GIVEN PASSAGE:
---

Saturday, August 02, 2014

Robert Altman Study Part 8: Warner Bros. and freelance



After wrapping up his stints with Desilu and The Millionaire, Altman moved on to the slightly more exalted Warner Bros. television department, where he had better production values and scripts to work with. He made the rounds of the studio's shows, including episodes of Lawman, Hawaiian Eye, and Surfside Six (none of which I've seen). Altman's Warner stint started out with two episodes of the "frontier lawyer" series Sugarfoot, starring Will Hutchins. The first, "Apollo With a Gun," is an odd comedic story in which Hutchins' Tom Brewster gets involved in a love triangle with the real-life couple of actress Adah Isaacs Menken and bare-knuckle boxer John "Benicia Boy" Heenan. The episode finds the star dragged behind an escaped, lovestruck stallion; getting on the wrong side of a local hothead; and shanghaied into performing Shakespeare (badly).

---

GIVEN DATA:
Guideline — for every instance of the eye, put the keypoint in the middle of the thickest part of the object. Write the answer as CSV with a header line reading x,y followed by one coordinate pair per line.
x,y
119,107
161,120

---

WORK INSTRUCTIONS:
(1) Answer these questions using the post on Altman's Warner Bros. television work.
(a) Which studio's television department did Altman move to after Desilu and The Millionaire?
(b) Who starred in Sugarfoot?
(c) What nickname is given for the boxer John Heenan?
(2) Carry on the post about Altman's Warner Bros. television work, starting after its last sentence.
The material can be left aside for these tasks.

SOLVED TASKS:
(1)
(a) Warner Bros.
(b) Will Hutchins.
(c) "Benicia Boy."

(2)
The director called on some of his noir experience for his much darker second episode, "The Highbinder," highlighted by a guest appearance from young James Hong as a scar-faced, hatchet-throwing assassin. Hong's partner has a penchant for Juggernaut-style headbutts to the gut and spiked brass knucks, giving Hutchins two comic book-style villains to contend with. For its time, the show boasts an admirably anti-racist message, though it's not above peppering the soundtrack with gongs and "Oriental" melodies.



The Sugarfoot character reappears in Altman's sole episode of Maverick, a post-James Garner fourth season entry starring Roger Moore as cousin Beau Maverick. (In another glaring bit of cross-promotion, the show's hanging judge has a habit of singing "The Hanging Tree," the title song from the Delmer Daves movie Warners released the same year.) "Bolt From the Blue" is one of the highlights of Altman's TV career, a raucously satirical episode dealing with mistaken identity and a casually bloodthirsty if genially incompetent posse. The show guest stars Owen Bush, a long-faced character actor with a midwestern plain-spokenness who was a staple of Altman's early work, appearing uncredited in The Delinquents as well as in a few Calvin shorts, episodes of The Pulse of the CityU.S. Marshal, several Warners shows, and Altman's turn on Peter Gunn [see below].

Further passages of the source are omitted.